■ **Written task**
The records below should be written out again, exactly.
#####
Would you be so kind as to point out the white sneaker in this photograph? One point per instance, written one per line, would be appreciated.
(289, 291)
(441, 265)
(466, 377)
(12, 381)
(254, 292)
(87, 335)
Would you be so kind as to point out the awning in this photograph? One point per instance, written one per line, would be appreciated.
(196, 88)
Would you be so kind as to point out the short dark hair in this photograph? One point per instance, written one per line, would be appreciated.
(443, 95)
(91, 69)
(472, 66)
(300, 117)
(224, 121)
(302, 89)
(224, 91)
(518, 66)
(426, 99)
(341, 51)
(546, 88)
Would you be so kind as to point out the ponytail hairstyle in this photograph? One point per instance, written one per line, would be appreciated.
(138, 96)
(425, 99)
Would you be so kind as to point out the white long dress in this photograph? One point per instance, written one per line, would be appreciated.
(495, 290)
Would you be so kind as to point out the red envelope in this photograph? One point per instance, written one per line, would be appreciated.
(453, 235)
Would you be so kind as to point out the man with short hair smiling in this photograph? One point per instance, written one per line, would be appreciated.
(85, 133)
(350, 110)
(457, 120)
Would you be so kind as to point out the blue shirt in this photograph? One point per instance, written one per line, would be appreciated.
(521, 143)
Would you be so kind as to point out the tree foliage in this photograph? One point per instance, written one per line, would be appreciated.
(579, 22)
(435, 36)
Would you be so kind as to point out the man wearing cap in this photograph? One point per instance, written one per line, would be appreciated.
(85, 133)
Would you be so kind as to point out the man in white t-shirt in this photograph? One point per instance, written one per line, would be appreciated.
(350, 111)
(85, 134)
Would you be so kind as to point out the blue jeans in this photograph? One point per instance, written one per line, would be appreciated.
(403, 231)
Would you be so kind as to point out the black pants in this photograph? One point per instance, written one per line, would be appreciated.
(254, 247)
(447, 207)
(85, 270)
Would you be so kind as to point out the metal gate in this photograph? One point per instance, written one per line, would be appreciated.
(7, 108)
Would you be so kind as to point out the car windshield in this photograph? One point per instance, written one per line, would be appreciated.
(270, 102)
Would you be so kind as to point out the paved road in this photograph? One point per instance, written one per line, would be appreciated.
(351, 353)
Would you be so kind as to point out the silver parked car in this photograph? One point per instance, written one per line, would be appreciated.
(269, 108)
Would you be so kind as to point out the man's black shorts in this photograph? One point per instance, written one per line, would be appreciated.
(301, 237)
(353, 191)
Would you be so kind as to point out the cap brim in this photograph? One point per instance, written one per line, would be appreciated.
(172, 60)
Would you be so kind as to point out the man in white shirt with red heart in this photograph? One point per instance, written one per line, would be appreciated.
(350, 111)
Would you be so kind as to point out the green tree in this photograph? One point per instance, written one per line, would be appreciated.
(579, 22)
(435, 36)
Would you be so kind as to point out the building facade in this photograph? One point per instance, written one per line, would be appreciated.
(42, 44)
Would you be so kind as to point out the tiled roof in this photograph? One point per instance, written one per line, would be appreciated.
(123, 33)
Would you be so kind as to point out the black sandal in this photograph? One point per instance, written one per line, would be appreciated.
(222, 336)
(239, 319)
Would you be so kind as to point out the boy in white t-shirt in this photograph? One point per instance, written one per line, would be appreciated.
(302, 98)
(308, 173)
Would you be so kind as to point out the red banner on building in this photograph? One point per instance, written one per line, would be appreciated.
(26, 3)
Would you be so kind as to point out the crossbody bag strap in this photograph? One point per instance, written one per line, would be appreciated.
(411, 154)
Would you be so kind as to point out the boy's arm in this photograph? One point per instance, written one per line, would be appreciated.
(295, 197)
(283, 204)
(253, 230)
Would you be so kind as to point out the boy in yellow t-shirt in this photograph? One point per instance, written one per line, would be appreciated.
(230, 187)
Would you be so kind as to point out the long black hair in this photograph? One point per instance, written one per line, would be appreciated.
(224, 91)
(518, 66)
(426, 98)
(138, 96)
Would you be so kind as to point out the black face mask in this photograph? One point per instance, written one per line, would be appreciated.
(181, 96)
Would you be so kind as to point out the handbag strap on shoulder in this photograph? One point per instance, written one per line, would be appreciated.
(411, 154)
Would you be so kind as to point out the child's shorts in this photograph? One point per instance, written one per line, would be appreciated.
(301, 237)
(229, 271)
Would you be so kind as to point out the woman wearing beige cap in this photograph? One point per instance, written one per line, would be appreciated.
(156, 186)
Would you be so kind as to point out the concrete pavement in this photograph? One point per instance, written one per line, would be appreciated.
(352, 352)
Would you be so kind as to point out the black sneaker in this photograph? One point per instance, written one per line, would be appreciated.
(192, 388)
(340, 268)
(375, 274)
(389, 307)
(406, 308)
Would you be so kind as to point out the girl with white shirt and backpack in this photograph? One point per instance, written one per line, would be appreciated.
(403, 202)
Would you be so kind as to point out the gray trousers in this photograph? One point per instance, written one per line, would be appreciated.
#####
■ **Result of this task**
Would you be so kind as to point out the white sneaker in this photograph? One point per instance, written one per line, would be appreciated.
(289, 291)
(441, 265)
(466, 377)
(12, 381)
(254, 292)
(87, 335)
Would you be so kind as to point out the awning in this photograph? One point per instance, written one per line, would be appreciated.
(196, 88)
Would you be so kind as to point out the short dark hair in this photograph? One point per instance, written one per line, would be appreciated.
(443, 95)
(91, 69)
(472, 66)
(300, 117)
(224, 121)
(302, 89)
(224, 91)
(518, 66)
(426, 99)
(341, 51)
(546, 88)
Would you be so kind as to point out the ponytail hairstyle in this photograph? One point per instance, written one per line, would be appreciated.
(138, 96)
(425, 99)
Would you be so kind as to point out the white long dress in this photograph? One point per instance, written one per line, would be appreciated.
(495, 290)
Would you be so kind as to point out the red envelope in this photograph? One point per instance, written one per line, would be appreciated.
(453, 235)
Would you be so kind as to point out the man with short hair smiling in this photograph? One point per instance, written one per line, would be appreciated.
(85, 133)
(350, 110)
(457, 120)
Would you be so kind as to point out the blue shirt in this photograph? One point per instance, written one per line, would be appreciated.
(521, 143)
Would you be so kind as to point out the tree foliage in this photograph? One point per instance, written one per line, would be appreciated.
(579, 22)
(435, 36)
Would you be so kind as to point out the man wearing cap in this photograph? One point per instance, written one per line, would be appreciated.
(85, 133)
Would you be so kind as to point out the man in white t-shirt in this photograph? One point per instance, written one per line, would be appreciated.
(350, 111)
(85, 134)
Would you be so kind as to point out the blue jeans in this photograph? One point per instance, written one per line, would be appreciated.
(403, 231)
Would you be so kind as to point out the black pants in this photograph? One point per instance, written one per line, would be appreciated.
(254, 247)
(447, 207)
(85, 270)
Would you be so kind as to point out the metal gate in this photograph? One point per instance, written one per line, would be appreciated.
(7, 108)
Would you be so kind as to point out the car windshield in this photograph? One point per instance, written one per line, would be appreciated.
(270, 102)
Would you be so kind as to point out the paved road in this photograph? One point per instance, written one per line, would be appreciated.
(351, 353)
Would you be so kind as to point out the silver parked car in this photograph? One point per instance, written one per line, would be appreciated.
(269, 108)
Would you be so kind as to point out the man's black shorts in this photograph? One point per instance, written one per line, would be appreciated.
(301, 237)
(353, 191)
Would you be so kind as to point out the cap brim in this photograph? One point per instance, written one per line, would be appreciated.
(172, 60)
Would you be so kind as to point out the man in white shirt with red heart in this photograph? One point per instance, written one per line, would be appreciated.
(350, 111)
Would you be so kind as to point out the green tree in this photograph? One point per instance, written one per line, would be appreciated.
(579, 22)
(435, 36)
Would you be so kind as to point out the building facade in this photograph? One point per instance, written one per line, would be appreciated.
(42, 44)
Would you be so kind as to point out the tiled roof in this photograph? One point per instance, written one per line, would be appreciated.
(123, 33)
Would you be so kind as to point out the black sandal in this photograph? One point per instance, written one per line, would be appreciated.
(222, 336)
(239, 319)
Would you be so kind as to point out the boy in white t-shirt in this photograph? One point per instance, written one per line, would be appreciated.
(302, 98)
(308, 173)
Would you be so kind as to point out the red banner on building in this photograph? One point per instance, written one per line, would be appreciated.
(26, 3)
Would you be so kind as to point out the crossbody bag strap in this photograph? One point per instance, written one per line, would be appreciated.
(411, 154)
Would you be so kind as to point out the boy's arm in this photograph? One point per instance, written one per line, would be appreciated.
(295, 197)
(283, 204)
(253, 230)
Would you be so kind as to point out the boy in yellow t-shirt in this photograph? One point per instance, written one per line, would be appreciated.
(230, 187)
Would you be so kind as to point out the long black hair in this photograph? One point per instance, written one per line, would be appreciated.
(224, 91)
(518, 66)
(426, 98)
(138, 96)
Would you be so kind as to point out the black face mask in this photograph? One point per instance, written one per line, would be appreciated.
(181, 96)
Would you be so kind as to point out the handbag strap on shoulder in this photograph? One point per instance, written one per line, would be appreciated.
(411, 154)
Would you be so kind as to point out the child's shorts in this photograph? One point per instance, written one per line, would be appreciated.
(301, 237)
(229, 271)
Would you be so kind as to point out the woman wearing beige cap in this photograph? One point per instance, written one per line, would be appreciated.
(156, 186)
Would you be so kind as to point out the concrete pavement in this photograph? One point per instance, written one per line, would be appreciated.
(352, 352)
Would you be so kind as to point out the black sneaker in this photograph? One point per instance, written one per line, would be appreciated.
(192, 388)
(340, 268)
(375, 274)
(389, 307)
(406, 308)
Would you be so kind as to point out the girl with white shirt and backpack in this photograph? One point per instance, written one per line, would be appreciated.
(403, 202)
Would you be so kind as to point out the gray trousers in this photograph? One point per instance, written one per line, would be appreciated.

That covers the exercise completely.